=== Your objective ===
The expected output is every line from the one containing "of the front" to the end of the data below, exactly, and no other line.

─── Data section

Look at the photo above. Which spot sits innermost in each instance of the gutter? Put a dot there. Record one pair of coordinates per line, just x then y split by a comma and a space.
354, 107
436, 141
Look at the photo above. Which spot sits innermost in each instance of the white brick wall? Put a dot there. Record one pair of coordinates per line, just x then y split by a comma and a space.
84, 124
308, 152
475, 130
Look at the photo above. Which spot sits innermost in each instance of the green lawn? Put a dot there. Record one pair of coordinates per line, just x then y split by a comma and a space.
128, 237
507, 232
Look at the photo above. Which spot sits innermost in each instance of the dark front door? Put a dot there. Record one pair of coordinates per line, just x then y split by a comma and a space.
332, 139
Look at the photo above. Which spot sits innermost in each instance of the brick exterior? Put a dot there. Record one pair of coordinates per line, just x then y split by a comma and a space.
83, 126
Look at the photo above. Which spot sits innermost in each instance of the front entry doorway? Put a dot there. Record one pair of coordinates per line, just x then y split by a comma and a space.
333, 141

──────

=== Exercise solution ===
Look at the photo above. Which spot sits innermost in each instance of the front entry doorway? Put a dot there. Record one pair of coordinates per line, just x then y split by a comma and a space.
333, 141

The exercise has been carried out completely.